▼
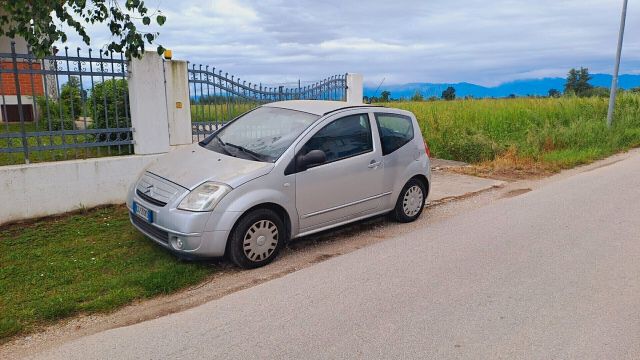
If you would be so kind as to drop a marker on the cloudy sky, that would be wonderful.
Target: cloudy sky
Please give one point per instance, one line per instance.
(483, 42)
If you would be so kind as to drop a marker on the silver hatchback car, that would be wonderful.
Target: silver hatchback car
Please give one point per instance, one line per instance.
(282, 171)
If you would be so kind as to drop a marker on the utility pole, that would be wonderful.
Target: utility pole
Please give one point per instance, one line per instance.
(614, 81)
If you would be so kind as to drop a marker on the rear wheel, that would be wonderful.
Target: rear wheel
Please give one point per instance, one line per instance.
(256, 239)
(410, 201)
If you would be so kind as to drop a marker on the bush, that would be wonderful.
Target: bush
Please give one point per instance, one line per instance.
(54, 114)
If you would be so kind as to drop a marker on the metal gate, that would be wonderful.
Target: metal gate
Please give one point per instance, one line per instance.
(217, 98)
▲
▼
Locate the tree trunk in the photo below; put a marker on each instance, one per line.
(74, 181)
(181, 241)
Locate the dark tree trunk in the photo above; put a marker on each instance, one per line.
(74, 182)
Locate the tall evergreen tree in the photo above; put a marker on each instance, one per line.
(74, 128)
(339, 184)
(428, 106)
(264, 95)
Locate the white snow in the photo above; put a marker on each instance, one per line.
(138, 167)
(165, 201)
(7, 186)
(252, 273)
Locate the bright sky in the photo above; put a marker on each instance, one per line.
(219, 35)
▲
▼
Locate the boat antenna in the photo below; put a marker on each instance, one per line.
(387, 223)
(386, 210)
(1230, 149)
▲
• WHAT YOU SHOULD DO:
Give only the count of lines in the data that include the string "utility".

• RESULT:
2